**DESCRIPTION OF THE TASK**: Pick out every line of the items below that contains the word "hair" and copy each of those lines.

Source data:
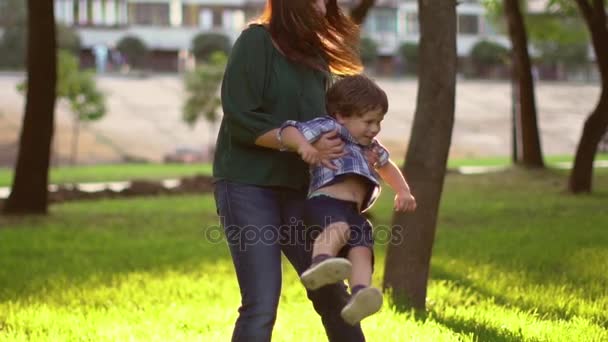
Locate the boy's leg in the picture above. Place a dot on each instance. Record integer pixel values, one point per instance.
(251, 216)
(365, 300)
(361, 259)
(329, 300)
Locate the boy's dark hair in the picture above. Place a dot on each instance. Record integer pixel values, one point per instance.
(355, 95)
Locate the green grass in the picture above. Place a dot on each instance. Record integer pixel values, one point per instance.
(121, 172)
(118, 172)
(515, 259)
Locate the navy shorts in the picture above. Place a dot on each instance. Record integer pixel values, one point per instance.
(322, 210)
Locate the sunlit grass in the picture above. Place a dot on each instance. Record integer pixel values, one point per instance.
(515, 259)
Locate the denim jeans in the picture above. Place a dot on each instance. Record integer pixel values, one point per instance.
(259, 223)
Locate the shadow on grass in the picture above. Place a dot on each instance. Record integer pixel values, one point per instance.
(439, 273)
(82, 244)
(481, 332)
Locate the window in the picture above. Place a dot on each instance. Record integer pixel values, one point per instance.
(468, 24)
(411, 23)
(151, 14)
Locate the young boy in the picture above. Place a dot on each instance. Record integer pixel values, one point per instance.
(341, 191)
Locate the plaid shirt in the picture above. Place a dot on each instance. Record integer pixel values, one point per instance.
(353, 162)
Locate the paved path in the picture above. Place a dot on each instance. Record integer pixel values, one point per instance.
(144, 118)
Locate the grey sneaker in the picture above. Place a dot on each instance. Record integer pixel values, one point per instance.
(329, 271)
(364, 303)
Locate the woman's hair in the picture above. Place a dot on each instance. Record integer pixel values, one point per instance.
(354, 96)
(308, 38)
--
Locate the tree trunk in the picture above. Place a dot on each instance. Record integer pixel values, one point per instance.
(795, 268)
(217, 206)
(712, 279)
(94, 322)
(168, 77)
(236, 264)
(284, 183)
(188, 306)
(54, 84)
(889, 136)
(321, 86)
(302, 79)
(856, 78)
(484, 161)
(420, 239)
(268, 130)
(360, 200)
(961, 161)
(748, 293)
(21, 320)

**OUTPUT OF THE EXERCISE**:
Locate the boy's dark hair in the picture above. Place a dot on each instance. Record integer pixel values, one point per instance.
Locate the woman's hair in the picture above. Place a dot on each instance. Record integer pixel values, one point per instance.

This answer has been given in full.